# start of Source material

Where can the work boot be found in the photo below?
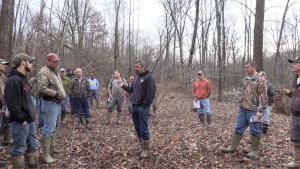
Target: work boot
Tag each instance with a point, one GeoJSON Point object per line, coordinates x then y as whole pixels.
{"type": "Point", "coordinates": [52, 146]}
{"type": "Point", "coordinates": [62, 117]}
{"type": "Point", "coordinates": [79, 119]}
{"type": "Point", "coordinates": [46, 150]}
{"type": "Point", "coordinates": [234, 144]}
{"type": "Point", "coordinates": [208, 118]}
{"type": "Point", "coordinates": [201, 117]}
{"type": "Point", "coordinates": [254, 146]}
{"type": "Point", "coordinates": [18, 162]}
{"type": "Point", "coordinates": [7, 137]}
{"type": "Point", "coordinates": [88, 123]}
{"type": "Point", "coordinates": [119, 117]}
{"type": "Point", "coordinates": [108, 117]}
{"type": "Point", "coordinates": [145, 150]}
{"type": "Point", "coordinates": [264, 129]}
{"type": "Point", "coordinates": [296, 162]}
{"type": "Point", "coordinates": [32, 160]}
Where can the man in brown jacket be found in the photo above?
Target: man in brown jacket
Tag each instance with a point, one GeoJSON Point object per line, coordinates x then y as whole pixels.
{"type": "Point", "coordinates": [80, 91]}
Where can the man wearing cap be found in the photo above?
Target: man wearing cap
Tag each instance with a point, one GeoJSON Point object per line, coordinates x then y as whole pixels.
{"type": "Point", "coordinates": [201, 91]}
{"type": "Point", "coordinates": [21, 113]}
{"type": "Point", "coordinates": [253, 99]}
{"type": "Point", "coordinates": [94, 87]}
{"type": "Point", "coordinates": [129, 96]}
{"type": "Point", "coordinates": [53, 94]}
{"type": "Point", "coordinates": [66, 83]}
{"type": "Point", "coordinates": [3, 79]}
{"type": "Point", "coordinates": [294, 93]}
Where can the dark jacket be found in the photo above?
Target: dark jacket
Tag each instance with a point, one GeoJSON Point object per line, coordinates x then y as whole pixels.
{"type": "Point", "coordinates": [80, 90]}
{"type": "Point", "coordinates": [295, 100]}
{"type": "Point", "coordinates": [18, 98]}
{"type": "Point", "coordinates": [143, 89]}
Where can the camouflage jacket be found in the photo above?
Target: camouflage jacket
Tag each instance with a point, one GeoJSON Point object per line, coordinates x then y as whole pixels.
{"type": "Point", "coordinates": [80, 90]}
{"type": "Point", "coordinates": [34, 87]}
{"type": "Point", "coordinates": [253, 94]}
{"type": "Point", "coordinates": [50, 85]}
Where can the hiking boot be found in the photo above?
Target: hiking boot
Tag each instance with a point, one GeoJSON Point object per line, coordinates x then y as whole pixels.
{"type": "Point", "coordinates": [46, 150]}
{"type": "Point", "coordinates": [296, 161]}
{"type": "Point", "coordinates": [254, 146]}
{"type": "Point", "coordinates": [234, 144]}
{"type": "Point", "coordinates": [18, 162]}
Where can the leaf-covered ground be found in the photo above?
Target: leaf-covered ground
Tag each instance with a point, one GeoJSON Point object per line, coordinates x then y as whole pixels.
{"type": "Point", "coordinates": [178, 141]}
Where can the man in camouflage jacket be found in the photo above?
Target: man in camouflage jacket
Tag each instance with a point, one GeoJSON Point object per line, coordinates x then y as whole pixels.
{"type": "Point", "coordinates": [53, 94]}
{"type": "Point", "coordinates": [253, 100]}
{"type": "Point", "coordinates": [3, 119]}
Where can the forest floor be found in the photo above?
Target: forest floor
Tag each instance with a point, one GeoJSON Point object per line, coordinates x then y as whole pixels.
{"type": "Point", "coordinates": [178, 141]}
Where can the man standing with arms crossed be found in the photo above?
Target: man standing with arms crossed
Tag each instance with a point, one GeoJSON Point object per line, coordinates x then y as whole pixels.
{"type": "Point", "coordinates": [253, 99]}
{"type": "Point", "coordinates": [21, 113]}
{"type": "Point", "coordinates": [53, 94]}
{"type": "Point", "coordinates": [143, 94]}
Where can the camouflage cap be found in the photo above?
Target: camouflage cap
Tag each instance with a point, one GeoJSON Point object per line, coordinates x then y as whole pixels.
{"type": "Point", "coordinates": [22, 56]}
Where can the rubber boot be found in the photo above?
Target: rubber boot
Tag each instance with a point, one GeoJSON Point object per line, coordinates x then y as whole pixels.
{"type": "Point", "coordinates": [18, 162]}
{"type": "Point", "coordinates": [254, 146]}
{"type": "Point", "coordinates": [7, 137]}
{"type": "Point", "coordinates": [296, 162]}
{"type": "Point", "coordinates": [32, 160]}
{"type": "Point", "coordinates": [264, 129]}
{"type": "Point", "coordinates": [201, 117]}
{"type": "Point", "coordinates": [234, 144]}
{"type": "Point", "coordinates": [208, 118]}
{"type": "Point", "coordinates": [108, 117]}
{"type": "Point", "coordinates": [79, 119]}
{"type": "Point", "coordinates": [88, 123]}
{"type": "Point", "coordinates": [62, 117]}
{"type": "Point", "coordinates": [52, 146]}
{"type": "Point", "coordinates": [145, 150]}
{"type": "Point", "coordinates": [119, 117]}
{"type": "Point", "coordinates": [46, 150]}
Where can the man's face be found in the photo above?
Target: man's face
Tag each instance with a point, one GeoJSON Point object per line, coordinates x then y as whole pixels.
{"type": "Point", "coordinates": [249, 69]}
{"type": "Point", "coordinates": [62, 74]}
{"type": "Point", "coordinates": [295, 66]}
{"type": "Point", "coordinates": [3, 67]}
{"type": "Point", "coordinates": [79, 74]}
{"type": "Point", "coordinates": [117, 75]}
{"type": "Point", "coordinates": [28, 66]}
{"type": "Point", "coordinates": [138, 68]}
{"type": "Point", "coordinates": [200, 76]}
{"type": "Point", "coordinates": [52, 64]}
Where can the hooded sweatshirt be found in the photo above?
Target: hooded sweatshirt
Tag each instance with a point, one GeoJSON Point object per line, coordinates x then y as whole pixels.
{"type": "Point", "coordinates": [18, 98]}
{"type": "Point", "coordinates": [143, 89]}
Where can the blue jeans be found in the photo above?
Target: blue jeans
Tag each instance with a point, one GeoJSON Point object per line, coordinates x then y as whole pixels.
{"type": "Point", "coordinates": [243, 121]}
{"type": "Point", "coordinates": [64, 105]}
{"type": "Point", "coordinates": [204, 106]}
{"type": "Point", "coordinates": [51, 111]}
{"type": "Point", "coordinates": [94, 95]}
{"type": "Point", "coordinates": [266, 115]}
{"type": "Point", "coordinates": [23, 135]}
{"type": "Point", "coordinates": [140, 116]}
{"type": "Point", "coordinates": [81, 107]}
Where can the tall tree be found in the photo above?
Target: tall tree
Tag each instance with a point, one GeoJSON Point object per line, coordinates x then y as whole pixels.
{"type": "Point", "coordinates": [258, 34]}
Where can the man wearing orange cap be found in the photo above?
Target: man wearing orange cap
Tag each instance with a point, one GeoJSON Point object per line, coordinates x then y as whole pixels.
{"type": "Point", "coordinates": [53, 94]}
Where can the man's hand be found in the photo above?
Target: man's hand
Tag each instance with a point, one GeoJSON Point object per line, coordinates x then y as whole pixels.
{"type": "Point", "coordinates": [120, 83]}
{"type": "Point", "coordinates": [259, 115]}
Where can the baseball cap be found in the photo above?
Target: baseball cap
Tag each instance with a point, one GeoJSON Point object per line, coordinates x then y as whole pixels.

# end of Source material

Given problem:
Write the records out once more, exactly as they appear, with no pictures.

Response to this exercise:
Where can the work boot be found in the photo below?
Target: work boot
Tag each instance with a point, one GeoJSON Point object per line, coordinates x then y as whole pixels.
{"type": "Point", "coordinates": [52, 146]}
{"type": "Point", "coordinates": [62, 117]}
{"type": "Point", "coordinates": [79, 119]}
{"type": "Point", "coordinates": [46, 150]}
{"type": "Point", "coordinates": [234, 144]}
{"type": "Point", "coordinates": [208, 118]}
{"type": "Point", "coordinates": [201, 117]}
{"type": "Point", "coordinates": [254, 146]}
{"type": "Point", "coordinates": [18, 162]}
{"type": "Point", "coordinates": [7, 137]}
{"type": "Point", "coordinates": [88, 123]}
{"type": "Point", "coordinates": [119, 117]}
{"type": "Point", "coordinates": [108, 117]}
{"type": "Point", "coordinates": [145, 150]}
{"type": "Point", "coordinates": [264, 129]}
{"type": "Point", "coordinates": [296, 162]}
{"type": "Point", "coordinates": [32, 160]}
Where can the man in brown jacket be found in the photo above?
Target: man in brown jacket
Tag each instance with a point, one GeoJSON Point object per line, coordinates x then y as whole pixels.
{"type": "Point", "coordinates": [80, 91]}
Where can the man wearing cap be found in the photo above?
Target: man wearing cap
Tag each instance with a point, one GeoJSON Point object per line, coordinates x then y as whole pixels.
{"type": "Point", "coordinates": [201, 91]}
{"type": "Point", "coordinates": [21, 113]}
{"type": "Point", "coordinates": [253, 99]}
{"type": "Point", "coordinates": [94, 87]}
{"type": "Point", "coordinates": [129, 96]}
{"type": "Point", "coordinates": [53, 94]}
{"type": "Point", "coordinates": [66, 83]}
{"type": "Point", "coordinates": [3, 79]}
{"type": "Point", "coordinates": [294, 93]}
Where can the dark jacket be found in the photo above?
Target: dark jacket
Tag each instance with a point, one GeoJSON Point object per line, coordinates x then y as whole pixels.
{"type": "Point", "coordinates": [80, 90]}
{"type": "Point", "coordinates": [295, 100]}
{"type": "Point", "coordinates": [18, 98]}
{"type": "Point", "coordinates": [143, 89]}
Where can the camouflage jacket be found in the photo above?
Target: camouflage jacket
Tag each instance with a point, one GeoJSON Point object per line, coordinates x then y as whole pixels.
{"type": "Point", "coordinates": [80, 90]}
{"type": "Point", "coordinates": [34, 87]}
{"type": "Point", "coordinates": [253, 94]}
{"type": "Point", "coordinates": [50, 85]}
Where can the hiking boot be found in the photo above?
Target: hiking boot
Tag each instance with a point, one GeoJSON Point object per line, coordinates x then y as whole pixels.
{"type": "Point", "coordinates": [46, 150]}
{"type": "Point", "coordinates": [296, 161]}
{"type": "Point", "coordinates": [254, 146]}
{"type": "Point", "coordinates": [234, 144]}
{"type": "Point", "coordinates": [18, 162]}
Where can the leaf-covered ground be found in the photo above?
Target: leaf-covered ground
Tag each instance with a point, one GeoJSON Point object per line, coordinates x then y as whole pixels.
{"type": "Point", "coordinates": [178, 141]}
Where can the man in camouflage jacket be found in the photo above?
Target: man in camouflage jacket
Tag each instance with a point, one GeoJSON Point object per line, coordinates x then y as whole pixels.
{"type": "Point", "coordinates": [53, 94]}
{"type": "Point", "coordinates": [253, 100]}
{"type": "Point", "coordinates": [3, 119]}
Where can the forest floor be found in the photo above?
Target: forest floor
Tag each instance with a point, one GeoJSON Point object per line, coordinates x then y as whole pixels.
{"type": "Point", "coordinates": [178, 141]}
Where can the man standing with arms crossed be found in the photo above?
Target: man standing with arms crossed
Tag each instance with a point, one GeoJSON Point object per line, coordinates x then y as whole pixels.
{"type": "Point", "coordinates": [253, 99]}
{"type": "Point", "coordinates": [21, 113]}
{"type": "Point", "coordinates": [53, 94]}
{"type": "Point", "coordinates": [143, 94]}
Where can the camouflage cap be found in the photo above?
Target: camouflage cap
Tag each instance with a point, one GeoJSON Point object per line, coordinates x then y as whole pixels.
{"type": "Point", "coordinates": [22, 56]}
Where can the rubber boot be found in the photo above?
Target: rubber boot
Tag each instance with a point, one GeoJSON Point object per line, coordinates x then y as whole pixels.
{"type": "Point", "coordinates": [18, 162]}
{"type": "Point", "coordinates": [254, 146]}
{"type": "Point", "coordinates": [7, 137]}
{"type": "Point", "coordinates": [296, 162]}
{"type": "Point", "coordinates": [32, 160]}
{"type": "Point", "coordinates": [264, 129]}
{"type": "Point", "coordinates": [201, 117]}
{"type": "Point", "coordinates": [234, 144]}
{"type": "Point", "coordinates": [208, 118]}
{"type": "Point", "coordinates": [108, 117]}
{"type": "Point", "coordinates": [79, 119]}
{"type": "Point", "coordinates": [88, 123]}
{"type": "Point", "coordinates": [62, 117]}
{"type": "Point", "coordinates": [52, 146]}
{"type": "Point", "coordinates": [145, 150]}
{"type": "Point", "coordinates": [119, 117]}
{"type": "Point", "coordinates": [46, 150]}
Where can the man's face be found in the photo above?
Target: man's face
Tag each instance with a point, one GeoJSON Point object per line, coordinates x then y as whole pixels.
{"type": "Point", "coordinates": [249, 69]}
{"type": "Point", "coordinates": [62, 74]}
{"type": "Point", "coordinates": [295, 66]}
{"type": "Point", "coordinates": [3, 67]}
{"type": "Point", "coordinates": [79, 74]}
{"type": "Point", "coordinates": [117, 75]}
{"type": "Point", "coordinates": [28, 66]}
{"type": "Point", "coordinates": [138, 68]}
{"type": "Point", "coordinates": [200, 76]}
{"type": "Point", "coordinates": [52, 64]}
Where can the hooded sweatshirt be found in the photo above?
Target: hooded sweatshirt
Tag each instance with a point, one GeoJSON Point object per line, coordinates x then y as whole pixels.
{"type": "Point", "coordinates": [18, 98]}
{"type": "Point", "coordinates": [143, 89]}
Where can the blue jeans be found in the photo above?
Target: blue jeans
Tag each instance with a point, one GeoJSON Point object per line, coordinates x then y as whole pixels.
{"type": "Point", "coordinates": [243, 121]}
{"type": "Point", "coordinates": [64, 105]}
{"type": "Point", "coordinates": [204, 106]}
{"type": "Point", "coordinates": [51, 111]}
{"type": "Point", "coordinates": [94, 95]}
{"type": "Point", "coordinates": [266, 115]}
{"type": "Point", "coordinates": [23, 135]}
{"type": "Point", "coordinates": [140, 116]}
{"type": "Point", "coordinates": [81, 107]}
Where can the tall tree be found in the photo above?
Target: tall tree
Tag each instance with a point, one GeoJSON Point object per line, coordinates x then y as whole pixels.
{"type": "Point", "coordinates": [258, 34]}
Where can the man wearing orange cap be found in the photo above?
Target: man wearing orange cap
Tag each instance with a point, one GeoJSON Point object per line, coordinates x then y as whole pixels.
{"type": "Point", "coordinates": [53, 94]}
Where can the man's hand be found in the photo above?
Target: man's hand
Tag each instance with a point, one GeoJSON Point object per line, coordinates x then y as whole pixels.
{"type": "Point", "coordinates": [120, 83]}
{"type": "Point", "coordinates": [259, 115]}
Where can the baseball cap be found in the photo above?
Target: baseball cap
Tag each instance with a point, one GeoJSON Point object per line, coordinates x then y as whole pixels.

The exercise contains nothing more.